» **Problem statement**: The answer must be the full listing, repeated exactly.

*** Block opens ***

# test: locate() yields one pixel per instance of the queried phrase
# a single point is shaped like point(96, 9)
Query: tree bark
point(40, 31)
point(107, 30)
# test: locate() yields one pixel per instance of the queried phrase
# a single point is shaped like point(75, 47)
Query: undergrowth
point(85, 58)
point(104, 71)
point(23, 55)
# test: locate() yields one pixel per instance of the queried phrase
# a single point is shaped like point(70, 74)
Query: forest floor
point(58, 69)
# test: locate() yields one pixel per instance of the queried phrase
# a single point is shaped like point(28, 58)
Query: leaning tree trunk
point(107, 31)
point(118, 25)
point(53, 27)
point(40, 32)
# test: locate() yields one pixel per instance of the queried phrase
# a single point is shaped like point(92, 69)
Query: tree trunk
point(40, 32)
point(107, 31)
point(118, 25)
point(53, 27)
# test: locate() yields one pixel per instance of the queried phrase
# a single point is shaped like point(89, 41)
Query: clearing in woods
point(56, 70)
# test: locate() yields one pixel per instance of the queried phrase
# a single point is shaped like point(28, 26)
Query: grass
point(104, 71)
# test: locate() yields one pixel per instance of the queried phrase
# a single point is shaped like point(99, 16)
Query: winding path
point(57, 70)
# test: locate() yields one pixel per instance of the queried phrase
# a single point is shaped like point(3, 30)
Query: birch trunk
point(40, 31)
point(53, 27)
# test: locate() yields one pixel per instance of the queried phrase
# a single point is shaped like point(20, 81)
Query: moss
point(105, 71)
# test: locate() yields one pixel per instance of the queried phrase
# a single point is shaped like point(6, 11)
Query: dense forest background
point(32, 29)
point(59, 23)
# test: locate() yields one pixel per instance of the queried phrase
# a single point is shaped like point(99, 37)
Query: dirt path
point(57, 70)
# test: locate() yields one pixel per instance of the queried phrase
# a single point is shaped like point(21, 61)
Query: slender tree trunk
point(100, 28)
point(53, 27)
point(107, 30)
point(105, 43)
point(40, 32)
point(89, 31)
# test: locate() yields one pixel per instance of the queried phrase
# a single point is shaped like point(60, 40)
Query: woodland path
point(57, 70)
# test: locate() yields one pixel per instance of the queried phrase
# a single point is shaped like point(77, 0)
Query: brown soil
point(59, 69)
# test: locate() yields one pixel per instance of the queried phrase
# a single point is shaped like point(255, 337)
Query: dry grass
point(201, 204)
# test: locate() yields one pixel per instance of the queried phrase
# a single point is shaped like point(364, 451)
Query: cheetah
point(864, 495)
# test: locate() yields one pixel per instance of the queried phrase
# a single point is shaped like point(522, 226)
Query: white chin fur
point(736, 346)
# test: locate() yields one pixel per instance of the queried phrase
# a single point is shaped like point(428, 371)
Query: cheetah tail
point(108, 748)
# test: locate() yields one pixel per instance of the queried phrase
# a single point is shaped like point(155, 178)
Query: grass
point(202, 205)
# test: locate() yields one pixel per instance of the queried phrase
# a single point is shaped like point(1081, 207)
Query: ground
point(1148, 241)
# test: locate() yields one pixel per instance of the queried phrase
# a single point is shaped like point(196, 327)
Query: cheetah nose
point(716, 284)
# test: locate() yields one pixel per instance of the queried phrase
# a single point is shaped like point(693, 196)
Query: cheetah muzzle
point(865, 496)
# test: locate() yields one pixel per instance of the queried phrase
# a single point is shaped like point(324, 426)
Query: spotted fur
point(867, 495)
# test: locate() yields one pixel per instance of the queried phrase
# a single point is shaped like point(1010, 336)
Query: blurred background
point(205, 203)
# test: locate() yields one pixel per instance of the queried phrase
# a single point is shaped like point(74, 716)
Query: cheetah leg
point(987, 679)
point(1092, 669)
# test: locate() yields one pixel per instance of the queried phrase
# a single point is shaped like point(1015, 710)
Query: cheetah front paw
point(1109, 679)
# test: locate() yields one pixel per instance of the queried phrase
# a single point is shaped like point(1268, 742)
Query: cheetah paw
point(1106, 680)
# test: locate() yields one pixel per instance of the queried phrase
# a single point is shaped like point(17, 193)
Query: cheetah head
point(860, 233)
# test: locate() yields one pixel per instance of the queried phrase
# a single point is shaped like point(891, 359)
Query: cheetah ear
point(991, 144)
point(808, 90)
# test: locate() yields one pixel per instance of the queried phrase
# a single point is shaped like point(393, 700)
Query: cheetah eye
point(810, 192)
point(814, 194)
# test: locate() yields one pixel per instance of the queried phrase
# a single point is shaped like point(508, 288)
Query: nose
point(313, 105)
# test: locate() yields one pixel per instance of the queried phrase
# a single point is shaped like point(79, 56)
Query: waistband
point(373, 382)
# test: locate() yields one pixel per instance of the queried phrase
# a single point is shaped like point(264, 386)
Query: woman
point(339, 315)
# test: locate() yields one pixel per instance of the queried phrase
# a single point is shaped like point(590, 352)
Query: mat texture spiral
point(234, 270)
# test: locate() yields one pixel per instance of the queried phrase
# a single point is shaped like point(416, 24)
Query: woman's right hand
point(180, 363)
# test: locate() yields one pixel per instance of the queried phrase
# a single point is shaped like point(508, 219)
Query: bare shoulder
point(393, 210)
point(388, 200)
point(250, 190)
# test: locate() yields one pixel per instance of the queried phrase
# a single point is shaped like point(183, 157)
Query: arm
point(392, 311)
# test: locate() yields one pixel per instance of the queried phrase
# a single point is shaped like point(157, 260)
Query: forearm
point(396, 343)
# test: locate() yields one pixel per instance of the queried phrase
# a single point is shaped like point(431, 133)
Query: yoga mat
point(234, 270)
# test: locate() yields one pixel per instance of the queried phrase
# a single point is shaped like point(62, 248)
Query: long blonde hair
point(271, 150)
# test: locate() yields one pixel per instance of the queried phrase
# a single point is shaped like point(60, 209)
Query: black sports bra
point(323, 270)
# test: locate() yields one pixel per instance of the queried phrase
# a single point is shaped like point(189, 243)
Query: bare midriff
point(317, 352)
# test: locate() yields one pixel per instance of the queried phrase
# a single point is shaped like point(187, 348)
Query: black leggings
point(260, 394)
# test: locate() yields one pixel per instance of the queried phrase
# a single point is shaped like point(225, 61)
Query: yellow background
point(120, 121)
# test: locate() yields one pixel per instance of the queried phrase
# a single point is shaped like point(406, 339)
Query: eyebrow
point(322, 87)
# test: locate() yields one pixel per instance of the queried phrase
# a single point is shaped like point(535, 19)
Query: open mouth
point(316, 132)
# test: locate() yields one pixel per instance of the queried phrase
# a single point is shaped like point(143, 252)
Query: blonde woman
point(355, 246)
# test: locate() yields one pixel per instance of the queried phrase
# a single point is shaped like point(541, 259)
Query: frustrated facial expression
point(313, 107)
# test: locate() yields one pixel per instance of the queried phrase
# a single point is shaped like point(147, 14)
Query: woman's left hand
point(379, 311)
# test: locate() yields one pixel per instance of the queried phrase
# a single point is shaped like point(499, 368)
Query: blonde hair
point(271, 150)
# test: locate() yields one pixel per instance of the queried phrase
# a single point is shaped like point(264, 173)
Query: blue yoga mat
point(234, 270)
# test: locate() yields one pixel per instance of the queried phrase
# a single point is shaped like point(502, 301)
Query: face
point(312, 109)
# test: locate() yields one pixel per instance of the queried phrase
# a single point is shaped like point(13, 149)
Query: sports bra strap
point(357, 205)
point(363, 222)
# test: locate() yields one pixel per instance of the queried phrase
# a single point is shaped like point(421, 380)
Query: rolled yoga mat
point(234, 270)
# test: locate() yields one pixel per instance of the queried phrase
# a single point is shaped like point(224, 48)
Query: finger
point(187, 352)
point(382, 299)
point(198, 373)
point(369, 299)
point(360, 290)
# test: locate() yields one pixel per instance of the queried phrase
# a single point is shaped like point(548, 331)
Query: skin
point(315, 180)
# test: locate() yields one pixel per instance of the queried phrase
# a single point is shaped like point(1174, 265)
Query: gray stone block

*** Block closes ***

» **Task response**:
# test: locate() yields one pixel per instance of the queried phrase
# a single point is shaped like point(96, 9)
Query: tree bark
point(40, 31)
point(107, 30)
# test: locate() yields one pixel per instance of the queried phrase
# a single point is shaped like point(75, 47)
Query: undergrowth
point(85, 58)
point(104, 71)
point(23, 55)
# test: locate() yields one pixel per instance of the queried phrase
# a single point is shaped like point(70, 74)
Query: forest floor
point(58, 69)
# test: locate() yields one pixel per instance of the queried phrase
# a single point is shaped like point(28, 58)
Query: leaning tree trunk
point(107, 31)
point(118, 25)
point(53, 27)
point(40, 32)
# test: locate() yields one pixel per instance of the queried phrase
# a single point is shaped like point(92, 69)
Query: tree trunk
point(40, 32)
point(107, 31)
point(118, 25)
point(53, 27)
# test: locate() yields one pixel per instance of the queried phrase
# a single point is shaped like point(89, 41)
Query: clearing in woods
point(56, 70)
# test: locate() yields one pixel per instance of the queried phrase
# a single point is shaped like point(28, 26)
Query: grass
point(104, 71)
# test: locate() yields one pixel per instance of the queried phrase
# a single point is shaped like point(99, 16)
Query: winding path
point(57, 70)
# test: locate() yields one pixel per instance of the queried phrase
# a single point is shaped like point(3, 30)
Query: birch trunk
point(40, 31)
point(53, 27)
# test: locate() yields one pixel per instance of the queried phrase
# a single point is shaped like point(20, 81)
Query: moss
point(105, 71)
# test: locate() yields one pixel per instance of the queried phrase
# a single point is shaped like point(6, 11)
Query: dense forest background
point(32, 29)
point(59, 23)
# test: locate() yields one pixel per instance of the queried phrase
# a single point is shaped like point(99, 37)
Query: dirt path
point(57, 70)
# test: locate() yields one pixel per instance of the queried phrase
# a single point is shaped like point(21, 61)
Query: slender tree trunk
point(100, 28)
point(53, 27)
point(107, 30)
point(105, 43)
point(40, 32)
point(89, 31)
# test: locate() yields one pixel per instance of the queried phrase
# a single point is shaped like point(60, 40)
Query: woodland path
point(57, 70)
# test: locate() yields one pixel per instance of the queried phrase
# a single point is shaped like point(77, 0)
Query: brown soil
point(59, 69)
# test: locate() yields one pixel per instance of the queried phrase
# a single point is shaped like point(255, 337)
Query: dry grass
point(201, 204)
# test: locate() yields one pixel per instance of the queried phrase
# a single point is shaped like point(364, 451)
Query: cheetah
point(864, 495)
# test: locate() yields one pixel per instance of the queried phrase
# a single point is shaped like point(522, 226)
Query: white chin fur
point(736, 346)
# test: locate() yields one pixel per instance of the queried phrase
# a single point is shaped like point(428, 371)
Query: cheetah tail
point(108, 748)
# test: locate() yields one pixel per instance of the queried phrase
# a single point is shaped like point(155, 178)
Query: grass
point(202, 205)
# test: locate() yields one pixel per instance of the queried phrase
# a single point is shaped like point(1081, 207)
Query: ground
point(1148, 241)
# test: locate() yields one pixel per instance of the queried phrase
# a single point is shaped like point(196, 327)
Query: cheetah nose
point(716, 284)
# test: locate() yields one pixel per instance of the queried phrase
# a single point is shaped like point(693, 196)
Query: cheetah muzzle
point(865, 496)
# test: locate() yields one pixel per instance of the queried phrase
# a single point is shaped like point(324, 426)
Query: spotted fur
point(867, 495)
# test: locate() yields one pixel per instance of the queried phrase
# a single point is shaped like point(1010, 336)
Query: blurred background
point(205, 203)
# test: locate() yields one pixel per instance of the queried phrase
# a single point is shaped like point(74, 716)
Query: cheetah leg
point(987, 679)
point(1092, 669)
# test: locate() yields one pixel per instance of the queried phrase
# a single point is shaped like point(1015, 710)
Query: cheetah front paw
point(1109, 679)
# test: locate() yields one pixel per instance of the queried phrase
# a single point is shaped like point(1268, 742)
Query: cheetah paw
point(1106, 680)
# test: locate() yields one pixel per instance of the queried phrase
# a single point is shaped like point(17, 193)
Query: cheetah head
point(860, 233)
# test: locate() yields one pixel per instance of the queried phrase
# a single point is shaped like point(891, 359)
Query: cheetah ear
point(991, 144)
point(808, 90)
# test: locate() yields one pixel per instance of the queried phrase
# a single point is shaped like point(393, 700)
Query: cheetah eye
point(810, 192)
point(814, 194)
# test: locate() yields one pixel per instance of the queried phrase
# a single point is shaped like point(508, 288)
Query: nose
point(313, 105)
# test: locate() yields one pixel per instance of the queried phrase
# a single point is shaped like point(79, 56)
Query: waistband
point(373, 382)
# test: locate() yields one pixel per instance of the queried phrase
# a single point is shaped like point(264, 386)
Query: woman
point(339, 315)
# test: locate() yields one pixel per instance of the queried phrase
# a single point is shaped like point(590, 352)
Query: mat texture spiral
point(234, 270)
# test: locate() yields one pixel per instance of the queried phrase
# a single point is shaped like point(416, 24)
Query: woman's right hand
point(180, 363)
# test: locate() yields one pixel per instance of the queried phrase
# a single point is shaped like point(508, 219)
Query: bare shoulder
point(393, 210)
point(388, 200)
point(250, 190)
# test: locate() yields one pixel per instance of the queried phrase
# a single point is shaped like point(183, 157)
Query: arm
point(392, 311)
# test: locate() yields one pixel per instance of the queried phrase
# a single point is shaped like point(157, 260)
Query: forearm
point(396, 343)
# test: locate() yields one pixel per instance of the queried phrase
# a single point is shaped like point(431, 133)
Query: yoga mat
point(234, 270)
# test: locate() yields one pixel per instance of the queried phrase
# a single point is shaped like point(62, 248)
Query: long blonde hair
point(271, 150)
# test: locate() yields one pixel per instance of the queried phrase
# a single point is shaped like point(60, 209)
Query: black sports bra
point(323, 270)
# test: locate() yields one pixel per instance of the queried phrase
# a single point is shaped like point(189, 243)
Query: bare midriff
point(317, 352)
# test: locate() yields one pixel per instance of the queried phrase
# a single point is shaped like point(187, 348)
Query: black leggings
point(260, 394)
# test: locate() yields one pixel per instance of the queried phrase
# a single point is shaped like point(225, 61)
Query: yellow background
point(120, 121)
# test: locate() yields one pixel per instance of the queried phrase
# a single point is shaped like point(406, 339)
Query: eyebrow
point(322, 87)
# test: locate() yields one pixel per instance of the queried phrase
# a single point is shaped like point(535, 19)
Query: open mouth
point(316, 132)
# test: locate() yields one pixel per instance of the queried phrase
# a single point is shaped like point(143, 252)
Query: blonde woman
point(355, 246)
# test: locate() yields one pixel per instance of the queried phrase
# a single point is shaped like point(541, 259)
Query: frustrated facial expression
point(313, 107)
# test: locate() yields one pixel per instance of the queried phrase
# a single point is shaped like point(147, 14)
Query: woman's left hand
point(379, 311)
# test: locate() yields one pixel per instance of the queried phrase
# a single point is shaped like point(499, 368)
Query: blonde hair
point(271, 150)
# test: locate() yields one pixel per instance of the queried phrase
# a single point is shaped like point(264, 173)
Query: blue yoga mat
point(234, 270)
# test: locate() yields one pixel per instance of the queried phrase
# a single point is shaped like point(502, 301)
Query: face
point(312, 109)
# test: locate() yields one pixel per instance of the queried phrase
# a single point is shaped like point(13, 149)
Query: sports bra strap
point(357, 205)
point(363, 222)
# test: locate() yields one pixel per instance of the queried phrase
# a single point is shaped like point(421, 380)
Query: rolled yoga mat
point(234, 270)
# test: locate() yields one pixel per instance of the queried phrase
# a single point is shaped like point(224, 48)
Query: finger
point(187, 352)
point(382, 299)
point(198, 373)
point(369, 299)
point(360, 290)
# test: locate() yields one pixel per instance of the queried phrase
# a single point is shaped like point(548, 331)
Query: skin
point(315, 180)
# test: locate() yields one pixel per instance of the queried phrase
# a single point is shaped like point(1174, 265)
Query: gray stone block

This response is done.